SOURCE:
Data Connection Info Parameter Description

When using the GPA tool, you need to enter "connection info" to access databases or data files. The following is a detailed explanation of the parameters for different sources of data connection info.

SuperMap SDX+ (--providerType=sdx)

Parameter Name Parameter Interpretation
--providerType
(Required)
The type of data provider, here is sdx, indicating the use of SuperMap SDX+ spatial data engine to access data.
--dbType, --type, -T, --db-type
(Required)
Engine type, supporting access to various databases and vector or raster files, for example:
UDBX file: --dbType=UDBX
PostGIS database: --dbType=PGGIS
Vector file: --dbType=VECTORFILE
--server, -S
(Required)
Database engine server address or file path.
--dataset, --dt
(Required)
Dataset name to read or save.
--CHARSET Character set encoding, used only for vector file engine type.
--driver Driver name required for data source connection.
--database, --db Database name for data source connection.
--alias, -A Alias.
--user, -U Username for database login.
--password, --pwd Password for database login.

DATA SHOWN:
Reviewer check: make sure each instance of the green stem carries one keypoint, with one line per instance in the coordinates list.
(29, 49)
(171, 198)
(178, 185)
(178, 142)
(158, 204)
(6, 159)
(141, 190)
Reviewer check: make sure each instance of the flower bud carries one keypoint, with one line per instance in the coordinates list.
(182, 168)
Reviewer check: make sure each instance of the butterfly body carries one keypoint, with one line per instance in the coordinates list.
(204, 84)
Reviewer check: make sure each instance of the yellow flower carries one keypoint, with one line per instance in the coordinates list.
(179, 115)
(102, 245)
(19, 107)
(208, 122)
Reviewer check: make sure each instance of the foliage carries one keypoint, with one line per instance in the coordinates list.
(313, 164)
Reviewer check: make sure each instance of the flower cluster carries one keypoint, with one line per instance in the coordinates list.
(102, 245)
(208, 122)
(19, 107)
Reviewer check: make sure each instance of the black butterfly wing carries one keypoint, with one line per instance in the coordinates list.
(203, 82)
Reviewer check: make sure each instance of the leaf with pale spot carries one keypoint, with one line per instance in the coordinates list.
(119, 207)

WHAT IS ASKED:
1) In the text on GPA connection parameters, for which engine type is the --CHARSET parameter used?
2) Resume the text on GPA connection parameters from its last line.
The records are separate material from the connection parameter text.

EXERCISE RESPONSES:
1) It is used only for the vector file engine type.

2)
--maxConnPoolNum Maximum number of connections for the data source.
--numPartitions, --num-parts, -N Number of partitions, default is 0.
--partitionField, --part-field Field used for partitioning, default is the SmID field, but if the database engine (e.g., PGGIS) does not have SmID, the user needs to specify the partition field.
--idField, --id-field Field used to read unique feature IDs in feature objects. It must ensure that field values are unique. If empty, the default SmID field value is used.
--blockingWrite Write data in blocks, which can effectively improve performance for large data, default is true.

Examples:

  • Connect to UDBX: --providerType=sdx --dbType=UDBX --server=F:\data\landuse.udbx --dataset=DLTB
  • Connect to PostGIS: --providerType=sdx --dbType=PGGIS --server=127.0.0.1 --database=postgis --user=postgres --password=uitest --maxConnPoolNum=10 --dataset=DLTB
  • Connect to ArcGIS for Oracle: --providerType=sdx --server=127.0.0.1:3452/xe --user=testdb --password=testdb --alias=test --maxConnPoolNum=1 --dataset=dt --dbType=ARCSDE_ORACLE
  • Connect to vector file (ShapeFile): --providerType=sdx --server=E:\data\DLTB.shp --dataset=DLTB --CHARSET=ANSI --dbType=VECTORFILE

JDBC (--providerType=jdbc)

Parameter Name Parameter Interpretation
--providerType
(Required)
The type of data provider, here is jdbc, indicating the use of Java API provided by JDBC to access data.
--dbType, --type, -T, --db-type
(Required)
Only supports PostGIS and OracleSpatial databases, and can achieve distributed read and write in cluster mode.
--host
(Required)
Database server address.
--port
(Required)
Database service port number, default is 0.
--database, --db Database name for data source connection.
--dataset, --dt
(Required)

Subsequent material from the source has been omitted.